Neil Humphreys: Reality check for Klopp's Reds
FA Cup defeat by United offers worrying signs for once-dominant Liverpool
Empires are not supposed to end before they have barely begun. But the Liverpool era threatens to be remembered for its brevity.
Manchester United, once the dominant force for almost 20 years, may be poised to leave behind the dominant force of the last two years.
And already, just three paragraphs in, seething Reds will be ready to dismiss such a claim as the sensationalist musings of a headline seeker.
But there was no pleasure in watching Liverpool's FA Cup defeat at Old Trafford yesterday morning (Singapore time).
The 3-2 scoreline didn't particularly matter. The tournament was of little consequence.
But the options available to both managers - and the reasons - hint at a changing of the guard.
A single mistake from poor Rhys Williams felt like a trailer for what's to come.
He should not have been playing. At 19, he's obviously one for the future. But, in the present, the gangly centre-back was left stranded and exposed as Marcus Rashford and Luke Shaw ran him over.
Williams will get better, but not quickly enough to save this season. And that's not his fault. The shoulders of a skinny teenager with only one English Premier League start cannot be expected to prop up a fledgling dynasty.
That responsibility lies with Liverpool's owners, coaching staff and senior players, who are all culpable to a degree, fairly or otherwise.
Let's start with the senior players. The odds of Virgil van Dijk, Joel Matip and Joe Gomez all picking up injuries at the same time were slim but not entirely unexpected.
Liverpool toiled through 2½ years of relentless pressing, at home and abroad, in their peerless quest for domestic, European and global superiority. It was a sight to behold.
But the pandemic disrupted pre-season preparations and increased the risk of muscle injuries and late, clumsy tackles for everyone. And yet, Liverpool's owners erred on the side of caution.
A sensible, long-term transfer policy had previously worked brilliantly, so the club's prudence was understandable in an economic downturn.
But it's becoming painfully apparent that Liverpool cannot have it both ways, as the FA Cup defeat demonstrated. In balancing the books, the Reds have an unbalanced defence (a problem that has persisted for months).
As always, the idiotic "Klopp out" hashtags trending on social media miss the point entirely. Juergen Klopp has arguably performed a miracle of sorts in keeping Liverpool within touching distance.
The Reds have managed just one win in their last seven games - against Aston Villa's youth players in the FA Cup, no less - but they have no senior centre-backs available. None.

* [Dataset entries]
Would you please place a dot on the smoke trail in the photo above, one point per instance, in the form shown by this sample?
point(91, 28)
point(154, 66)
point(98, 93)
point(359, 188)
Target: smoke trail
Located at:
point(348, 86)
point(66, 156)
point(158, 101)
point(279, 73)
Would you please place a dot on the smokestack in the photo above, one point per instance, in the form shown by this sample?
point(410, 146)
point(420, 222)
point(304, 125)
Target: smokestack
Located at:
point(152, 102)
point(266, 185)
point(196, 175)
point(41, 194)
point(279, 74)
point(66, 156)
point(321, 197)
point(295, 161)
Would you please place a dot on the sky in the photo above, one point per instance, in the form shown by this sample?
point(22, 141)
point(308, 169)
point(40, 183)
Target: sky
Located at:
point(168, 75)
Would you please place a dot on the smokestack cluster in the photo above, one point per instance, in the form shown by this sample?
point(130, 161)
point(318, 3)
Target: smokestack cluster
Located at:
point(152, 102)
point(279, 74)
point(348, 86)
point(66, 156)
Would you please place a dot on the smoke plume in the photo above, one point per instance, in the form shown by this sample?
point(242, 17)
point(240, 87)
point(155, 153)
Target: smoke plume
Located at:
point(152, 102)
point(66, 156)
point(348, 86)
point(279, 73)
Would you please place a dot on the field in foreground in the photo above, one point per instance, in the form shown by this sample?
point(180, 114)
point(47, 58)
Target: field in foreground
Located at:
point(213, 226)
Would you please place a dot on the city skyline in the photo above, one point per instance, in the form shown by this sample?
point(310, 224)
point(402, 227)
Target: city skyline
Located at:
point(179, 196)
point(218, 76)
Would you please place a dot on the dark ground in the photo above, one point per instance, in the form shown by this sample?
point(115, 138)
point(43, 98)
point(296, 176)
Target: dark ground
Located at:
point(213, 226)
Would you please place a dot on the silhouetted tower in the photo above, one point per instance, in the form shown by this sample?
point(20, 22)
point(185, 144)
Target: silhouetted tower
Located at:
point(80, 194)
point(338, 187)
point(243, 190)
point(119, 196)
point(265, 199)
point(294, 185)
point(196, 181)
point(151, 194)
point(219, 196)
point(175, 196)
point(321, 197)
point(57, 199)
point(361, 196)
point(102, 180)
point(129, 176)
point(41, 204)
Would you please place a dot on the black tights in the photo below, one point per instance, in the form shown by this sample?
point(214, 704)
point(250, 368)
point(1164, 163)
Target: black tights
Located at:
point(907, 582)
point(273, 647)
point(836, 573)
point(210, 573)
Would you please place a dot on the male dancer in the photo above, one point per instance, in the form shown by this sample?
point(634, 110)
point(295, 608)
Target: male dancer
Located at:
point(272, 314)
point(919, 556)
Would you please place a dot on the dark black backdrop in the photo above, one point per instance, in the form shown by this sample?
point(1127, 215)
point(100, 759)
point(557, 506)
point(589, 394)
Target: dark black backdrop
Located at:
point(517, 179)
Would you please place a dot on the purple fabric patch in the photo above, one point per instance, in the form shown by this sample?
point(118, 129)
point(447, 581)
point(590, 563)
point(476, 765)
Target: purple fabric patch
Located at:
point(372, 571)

* [Actions to take]
1/ In the Liverpool column, how old is Rhys Williams?
2/ Please translate this sentence from the Liverpool column into Spanish: "The tournament was of little consequence."

* [Responses for each task]
1/ He is 19.

2/ El torneo tenía poca importancia.